[Items from a dataset]
----

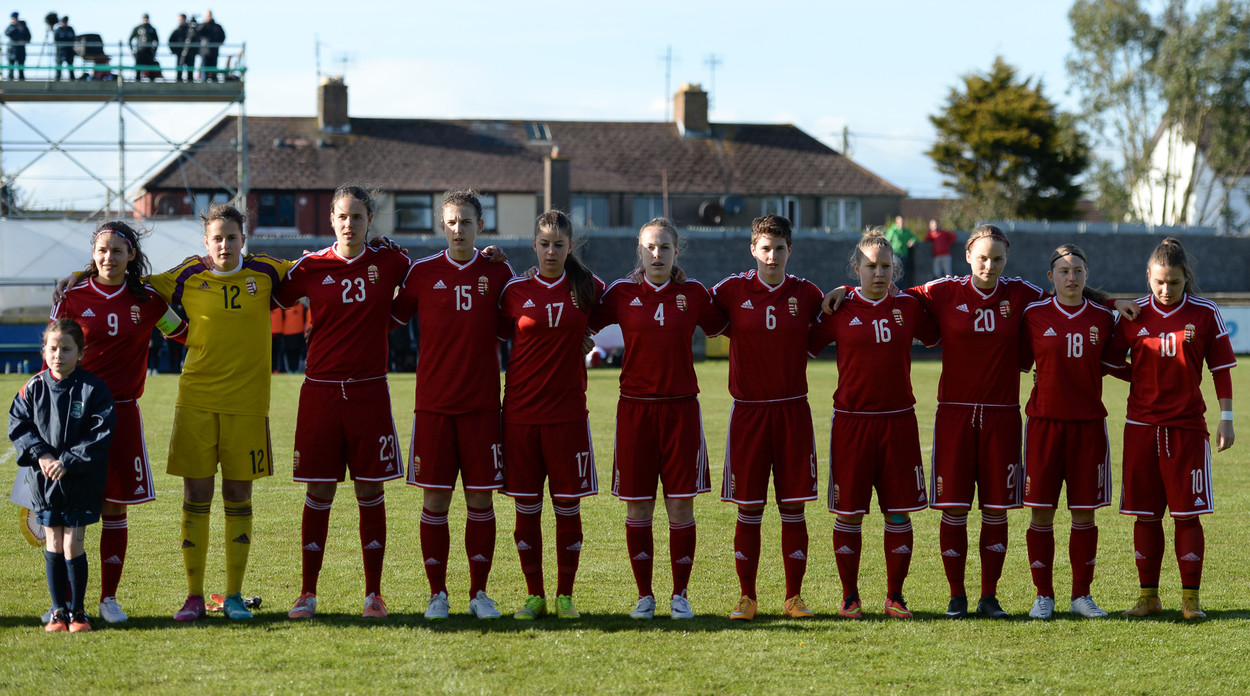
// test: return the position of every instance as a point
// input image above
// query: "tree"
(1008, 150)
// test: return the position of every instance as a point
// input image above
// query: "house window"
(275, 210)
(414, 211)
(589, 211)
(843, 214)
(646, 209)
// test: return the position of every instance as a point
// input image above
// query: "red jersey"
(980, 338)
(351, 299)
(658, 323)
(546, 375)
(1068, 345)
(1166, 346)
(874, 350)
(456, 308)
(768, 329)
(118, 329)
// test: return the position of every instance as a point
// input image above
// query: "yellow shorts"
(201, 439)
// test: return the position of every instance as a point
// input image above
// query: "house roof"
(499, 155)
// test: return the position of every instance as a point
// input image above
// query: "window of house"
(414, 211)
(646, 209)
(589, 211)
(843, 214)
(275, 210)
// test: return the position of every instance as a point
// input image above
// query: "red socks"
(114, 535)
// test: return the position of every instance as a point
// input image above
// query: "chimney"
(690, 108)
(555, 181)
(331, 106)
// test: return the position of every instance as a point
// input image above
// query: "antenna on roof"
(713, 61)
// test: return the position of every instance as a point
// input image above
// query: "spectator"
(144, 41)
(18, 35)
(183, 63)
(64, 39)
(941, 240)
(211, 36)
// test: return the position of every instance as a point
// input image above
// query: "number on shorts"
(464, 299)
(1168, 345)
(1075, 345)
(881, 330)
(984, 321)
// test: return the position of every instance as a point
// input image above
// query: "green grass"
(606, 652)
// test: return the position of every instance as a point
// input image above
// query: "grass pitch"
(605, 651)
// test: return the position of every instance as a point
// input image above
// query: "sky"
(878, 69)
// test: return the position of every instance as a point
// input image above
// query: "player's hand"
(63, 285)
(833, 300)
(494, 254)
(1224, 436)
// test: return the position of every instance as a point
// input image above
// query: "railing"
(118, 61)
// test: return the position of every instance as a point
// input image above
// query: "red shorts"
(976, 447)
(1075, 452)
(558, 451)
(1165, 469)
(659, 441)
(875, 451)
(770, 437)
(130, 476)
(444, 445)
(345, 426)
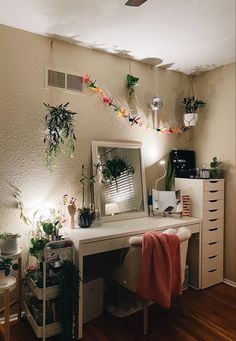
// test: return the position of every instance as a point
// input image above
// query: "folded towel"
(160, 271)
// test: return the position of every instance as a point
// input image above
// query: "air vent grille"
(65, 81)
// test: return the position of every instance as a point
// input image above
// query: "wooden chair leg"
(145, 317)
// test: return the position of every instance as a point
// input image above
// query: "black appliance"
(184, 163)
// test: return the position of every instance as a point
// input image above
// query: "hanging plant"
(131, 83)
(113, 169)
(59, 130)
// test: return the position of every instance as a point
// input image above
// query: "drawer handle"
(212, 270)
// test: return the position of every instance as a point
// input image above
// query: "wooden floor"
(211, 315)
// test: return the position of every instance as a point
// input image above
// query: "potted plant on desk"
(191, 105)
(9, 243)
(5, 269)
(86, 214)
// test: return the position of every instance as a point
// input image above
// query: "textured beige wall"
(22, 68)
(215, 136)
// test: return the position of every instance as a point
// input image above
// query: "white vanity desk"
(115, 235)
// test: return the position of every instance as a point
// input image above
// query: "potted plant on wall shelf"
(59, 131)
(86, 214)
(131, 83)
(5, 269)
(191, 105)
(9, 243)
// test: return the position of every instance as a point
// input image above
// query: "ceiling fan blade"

----

» **Required task**
State how many lines above contain the string "shorts". Reply with the number only.

» **Reply to the exercise**
3